INPUT MATERIAL:
------------------------------
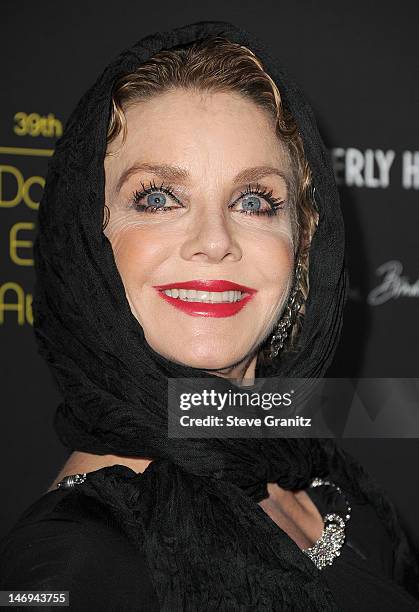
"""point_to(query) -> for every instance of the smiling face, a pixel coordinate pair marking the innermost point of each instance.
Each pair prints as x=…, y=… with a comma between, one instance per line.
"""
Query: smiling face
x=191, y=157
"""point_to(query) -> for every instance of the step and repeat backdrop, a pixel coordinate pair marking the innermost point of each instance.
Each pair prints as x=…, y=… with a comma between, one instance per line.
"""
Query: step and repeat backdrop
x=358, y=65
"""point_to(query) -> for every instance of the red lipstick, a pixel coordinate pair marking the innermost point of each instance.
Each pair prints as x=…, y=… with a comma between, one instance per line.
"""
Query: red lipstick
x=207, y=309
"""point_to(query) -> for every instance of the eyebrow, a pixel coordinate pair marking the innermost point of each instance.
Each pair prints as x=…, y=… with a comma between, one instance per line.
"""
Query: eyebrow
x=175, y=173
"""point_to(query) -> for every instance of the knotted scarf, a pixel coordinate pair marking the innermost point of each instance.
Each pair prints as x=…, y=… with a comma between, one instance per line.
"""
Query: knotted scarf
x=194, y=510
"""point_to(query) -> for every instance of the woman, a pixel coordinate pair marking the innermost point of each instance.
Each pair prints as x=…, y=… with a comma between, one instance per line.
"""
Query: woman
x=206, y=161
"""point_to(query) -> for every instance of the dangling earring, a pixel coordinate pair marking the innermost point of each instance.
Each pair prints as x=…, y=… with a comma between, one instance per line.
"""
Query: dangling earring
x=288, y=318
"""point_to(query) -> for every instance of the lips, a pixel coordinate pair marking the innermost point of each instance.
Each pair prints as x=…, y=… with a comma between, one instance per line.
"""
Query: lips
x=207, y=285
x=207, y=309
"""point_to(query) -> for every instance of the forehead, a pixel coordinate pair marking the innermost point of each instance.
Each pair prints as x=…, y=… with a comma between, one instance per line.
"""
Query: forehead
x=213, y=129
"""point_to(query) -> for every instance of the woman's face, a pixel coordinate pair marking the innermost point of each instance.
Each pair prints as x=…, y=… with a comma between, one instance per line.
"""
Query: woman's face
x=192, y=156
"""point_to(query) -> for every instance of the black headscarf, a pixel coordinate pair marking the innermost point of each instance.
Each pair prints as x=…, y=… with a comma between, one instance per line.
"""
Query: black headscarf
x=194, y=510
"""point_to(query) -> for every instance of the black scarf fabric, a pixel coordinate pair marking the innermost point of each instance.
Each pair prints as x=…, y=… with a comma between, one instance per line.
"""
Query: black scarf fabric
x=194, y=510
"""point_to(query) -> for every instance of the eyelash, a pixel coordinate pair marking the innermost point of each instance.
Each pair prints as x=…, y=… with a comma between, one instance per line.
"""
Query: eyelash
x=257, y=189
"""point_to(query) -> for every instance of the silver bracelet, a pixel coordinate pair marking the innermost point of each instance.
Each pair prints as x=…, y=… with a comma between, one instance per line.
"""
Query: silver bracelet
x=328, y=546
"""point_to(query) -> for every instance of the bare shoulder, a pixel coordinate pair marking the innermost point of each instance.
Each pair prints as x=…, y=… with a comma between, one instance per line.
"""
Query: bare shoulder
x=80, y=462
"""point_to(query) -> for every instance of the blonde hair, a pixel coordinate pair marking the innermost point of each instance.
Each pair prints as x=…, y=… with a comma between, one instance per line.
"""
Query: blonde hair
x=215, y=64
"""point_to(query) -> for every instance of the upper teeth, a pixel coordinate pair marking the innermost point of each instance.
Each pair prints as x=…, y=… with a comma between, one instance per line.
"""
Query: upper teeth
x=192, y=295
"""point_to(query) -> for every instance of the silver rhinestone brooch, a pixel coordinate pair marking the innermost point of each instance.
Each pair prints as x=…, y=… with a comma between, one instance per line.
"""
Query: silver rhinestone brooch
x=328, y=546
x=70, y=481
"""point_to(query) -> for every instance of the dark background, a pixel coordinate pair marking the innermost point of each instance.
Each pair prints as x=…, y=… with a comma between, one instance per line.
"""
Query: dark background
x=357, y=63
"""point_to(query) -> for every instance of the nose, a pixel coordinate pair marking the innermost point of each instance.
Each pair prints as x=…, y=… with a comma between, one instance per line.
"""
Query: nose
x=211, y=237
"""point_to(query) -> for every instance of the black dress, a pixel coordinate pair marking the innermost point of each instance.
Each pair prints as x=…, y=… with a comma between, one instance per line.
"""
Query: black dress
x=78, y=547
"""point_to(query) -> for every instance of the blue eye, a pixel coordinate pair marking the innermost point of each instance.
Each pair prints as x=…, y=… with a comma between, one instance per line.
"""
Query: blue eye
x=156, y=198
x=251, y=203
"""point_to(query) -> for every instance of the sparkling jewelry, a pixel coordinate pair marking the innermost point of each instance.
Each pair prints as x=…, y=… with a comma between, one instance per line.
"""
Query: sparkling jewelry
x=288, y=318
x=70, y=481
x=328, y=546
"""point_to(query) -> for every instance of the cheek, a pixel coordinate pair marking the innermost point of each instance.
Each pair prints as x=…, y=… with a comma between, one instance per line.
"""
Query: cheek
x=135, y=253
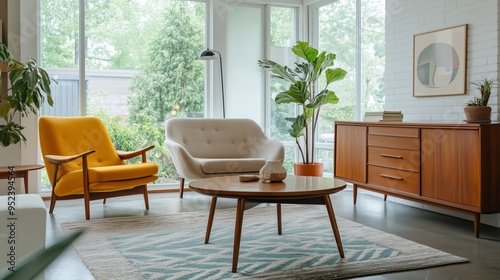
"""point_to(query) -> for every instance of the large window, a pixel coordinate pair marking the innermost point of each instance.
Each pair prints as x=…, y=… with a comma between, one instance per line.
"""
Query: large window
x=140, y=66
x=355, y=31
x=134, y=64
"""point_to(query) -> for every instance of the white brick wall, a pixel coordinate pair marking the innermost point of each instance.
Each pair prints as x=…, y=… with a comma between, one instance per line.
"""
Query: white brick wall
x=406, y=18
x=409, y=17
------------------------------
EXERCISE BRIEF: Rewrite all of the lines above, changing "innermost point" to "central point" throughout and leaving everything else unchanged. Leave the pictures out of your version.

EXERCISE ANSWER:
"""point_to(query) -> for every instance of the smiling face, a pixel coordinate pair marking the central point of each instance.
Each pair prints as x=…, y=… with a comma between, one instance per line.
"""
Query: smiling face
x=191, y=157
"""point_to(query) -> for every instance of the step and repeat backdrop, a pixel coordinate pair marking the central point of each instance.
Each pair prints as x=…, y=… with a comma between, one instance per line.
"""
Query: step and repeat backdrop
x=358, y=65
"""point_to(query) -> for every instance of the red lipstick, a pixel coordinate pair marking the central point of each instance.
Each pair prints as x=…, y=… with a comma between, one instance per line.
"""
Query: red lipstick
x=207, y=309
"""point_to(query) -> for every instance of the eyebrow, a pixel coordinate pair marking the central point of each instance.
Each pair prints as x=…, y=… with a comma between, one instance per line.
"""
Query: eyebrow
x=175, y=173
"""point_to(query) -> for every instance of the knotted scarf, a pixel coordinate pair marking the central point of each instance.
Each pair prints as x=…, y=… with a comma between, one instance per line.
"""
Query: knotted scarf
x=194, y=510
"""point_to(query) -> for every instance of the woman, a pixel coordinate pair marking the central point of each instance.
Each pair prints as x=…, y=… with a comma between, one instance per line.
"""
Query: woman
x=206, y=161
"""point_to(query) -> for every instance of the dangling earring, a pixel coordinate pair marking the central point of each instance.
Each pair prints as x=…, y=… with a comma between, one instance per line.
"""
Query: dangling earring
x=288, y=318
"""point_to(query) -> for every instance of the lips, a pixel coordinate pair marking the central point of each instance.
Each pair prints as x=…, y=… with a comma between, one instance per line.
"""
Query: lips
x=207, y=285
x=207, y=309
"""point_to(query) -> for every instance of the forehead, a pixel coordinate pair marking the central point of each instance.
Each pair prints as x=…, y=… with a comma between, one instance per line.
"""
Query: forehead
x=213, y=129
"""point_to(query) -> for every instance of the woman's face, a pixel coordinate pair marking the central point of each instance.
Each pair prints as x=…, y=… with a comma between, one instance per line.
"""
Query: woman's face
x=192, y=156
"""point_to(query) -> for every instance of the black headscarf, a pixel coordinate pair marking the central point of each instance.
Each pair prints as x=…, y=… with a comma between, one instance per line.
"""
Query: black headscarf
x=194, y=510
"""point_to(query) -> for every instance of the black scarf fabric, a pixel coordinate pair marking the central point of each instance.
Each pair prints as x=…, y=… with a comma between, one instance per line.
"""
Query: black scarf fabric
x=194, y=510
"""point_to(query) -> for every instance of the eyelash, a pixel coordinate pair marking the central point of each instance.
Each pair prints as x=…, y=… with a comma between, one instance per line.
"""
Query: eyelash
x=257, y=189
"""point_to(query) -> for every instance of the silver bracelet, a pixel coordinate pair marking the central point of each instance.
Each pair prints as x=…, y=… with a comma between, one instance per line.
"""
Query: silver bracelet
x=328, y=546
"""point_to(query) -> for every instance of the bare shoulder, a pixel coordinate pair marking the central point of each instance.
Each pair prints as x=…, y=… with a comma between, one instance per line.
"""
Query: bare shoulder
x=80, y=462
"""point_to(query) -> for every instance of the blonde hair, a pixel coordinate pair marking the central point of each instance.
Each pair prints as x=…, y=… with a comma between, one instance per line.
"""
Query: blonde hair
x=215, y=64
"""point_to(query) -> for every instance of the upper teeth, a pixel coordinate pair marking the central point of each instance.
Each pair prints as x=…, y=… with a comma between, one instance per line.
"""
Query: upper teeth
x=192, y=295
"""point_to(query) -> for every instance of the silver rhinestone brooch, a pixel coordinate pair marking the central point of each instance.
Each pair prints as x=…, y=… with a comma between, one instance per line.
"""
Query: silver rhinestone brooch
x=328, y=546
x=70, y=481
"""point_to(query) -> for every instance of the dark background, a pixel coordinate pair marking the central point of each instance.
Each pair prints as x=…, y=… with a comma between, one instance per line.
"""
Query: dark background
x=357, y=63
"""point_to(query) -> for every instance of the nose, a pixel coordinate pair marking the central point of each instance.
Each pair prints as x=…, y=… with a comma between, one instance per line.
"""
Query: nose
x=211, y=237
"""point_to(query) -> for every instance of the black dress, a pixel coordinate pair marking the central point of each instance.
Each pair prints as x=…, y=… with a comma between, one instance per line.
"""
Query: black dress
x=78, y=547
"""point_to(query) -> for every instance of the blue eye, a pixel coordinate pair marking the central point of each instance.
Each pair prints as x=…, y=… with a comma between, one instance per line.
"""
Query: blue eye
x=156, y=198
x=251, y=203
"""point_to(query) -> for every instance of the sparkling jewelry, a pixel coordinate pair marking the central point of each instance.
Each pair prints as x=…, y=… with a comma between, one instance per line.
"""
Query: sparkling jewelry
x=288, y=318
x=70, y=481
x=328, y=546
"""point_to(query) -> for every instance of the cheek, a pixel coordinate pair marking the central point of each instance.
Each pair prints as x=…, y=… with a comma between, one instance per line.
"""
Query: cheek
x=135, y=253
"""point_to(query) -> for every instance of the large window, a pixel coordinate pair marking the central point of each instance.
Each pair prints as x=…, y=… with a comma between, one instance per line.
"""
Query: large window
x=140, y=66
x=355, y=31
x=134, y=64
"""point_to(query) -> for every instance of the white brick wall, a pixel coordinate pair marking the central point of each instance.
Each pair prints as x=…, y=… with a comma between, one instance per line.
"""
Query: white brick wall
x=406, y=18
x=409, y=17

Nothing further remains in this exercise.